• _Prompt_
The result should be a full, exact repeat of the entries, free of pictures.

Records contained in a dataset:

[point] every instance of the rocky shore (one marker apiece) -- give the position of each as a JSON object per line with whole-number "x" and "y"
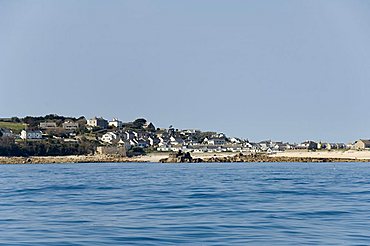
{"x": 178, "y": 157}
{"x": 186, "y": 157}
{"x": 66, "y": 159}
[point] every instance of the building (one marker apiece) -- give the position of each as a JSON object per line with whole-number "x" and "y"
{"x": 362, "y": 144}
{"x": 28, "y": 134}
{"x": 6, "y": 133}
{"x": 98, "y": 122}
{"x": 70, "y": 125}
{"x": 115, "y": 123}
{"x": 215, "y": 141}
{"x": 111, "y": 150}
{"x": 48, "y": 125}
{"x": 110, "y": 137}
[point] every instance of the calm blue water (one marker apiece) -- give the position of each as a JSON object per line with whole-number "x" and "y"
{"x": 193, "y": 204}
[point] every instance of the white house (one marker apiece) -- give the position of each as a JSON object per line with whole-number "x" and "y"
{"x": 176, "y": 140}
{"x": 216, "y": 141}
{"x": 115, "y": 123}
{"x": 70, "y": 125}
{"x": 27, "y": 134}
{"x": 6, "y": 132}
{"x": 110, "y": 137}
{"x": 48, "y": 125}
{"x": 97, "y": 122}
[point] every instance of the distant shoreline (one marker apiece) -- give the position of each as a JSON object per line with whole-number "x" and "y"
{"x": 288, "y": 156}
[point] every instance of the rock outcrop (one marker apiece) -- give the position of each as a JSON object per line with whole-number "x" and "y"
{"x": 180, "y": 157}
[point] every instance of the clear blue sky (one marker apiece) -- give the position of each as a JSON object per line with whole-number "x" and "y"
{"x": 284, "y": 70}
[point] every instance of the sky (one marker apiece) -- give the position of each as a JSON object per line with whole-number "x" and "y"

• _Task answer_
[point] every instance of the rocky shore (one marker apiece) -- give the position of each as a JSON object per line with whole-number "x" and "y"
{"x": 178, "y": 157}
{"x": 186, "y": 157}
{"x": 66, "y": 159}
[point] every instance of the building (one marker apiece) -- give the position of each as a JSON object per line with whole-number "x" and "y"
{"x": 362, "y": 144}
{"x": 28, "y": 134}
{"x": 6, "y": 133}
{"x": 98, "y": 122}
{"x": 70, "y": 125}
{"x": 115, "y": 123}
{"x": 215, "y": 141}
{"x": 111, "y": 150}
{"x": 48, "y": 125}
{"x": 110, "y": 137}
[point] every instance of the calm blue water (one marker apiece) -- give the position of each as a JSON object per line with whole-number "x" and "y"
{"x": 193, "y": 204}
[point] every instance of the white house (one marker apiece) -- give the position of each as a JSON object per line with whole-number "x" and "y"
{"x": 176, "y": 140}
{"x": 216, "y": 141}
{"x": 115, "y": 123}
{"x": 70, "y": 125}
{"x": 27, "y": 134}
{"x": 6, "y": 132}
{"x": 110, "y": 137}
{"x": 48, "y": 125}
{"x": 97, "y": 122}
[point] every instance of the distant shoreline (one marker apiece) -- give the position of each as a JSON object per line with whole-number "x" and "y"
{"x": 288, "y": 156}
[point] every instance of the rock outcrop (one marker apiece) -- give the position of each as a JSON object per line with whole-number "x" and "y"
{"x": 180, "y": 157}
[point] every instance of the clear blue sky (one marker apiece) -- give the position of each as a JSON object per line with whole-number "x" and "y"
{"x": 284, "y": 70}
[point] every instance of the sky (one marker apiece) -- give the position of each as a JSON object per line with whole-number "x" and "y"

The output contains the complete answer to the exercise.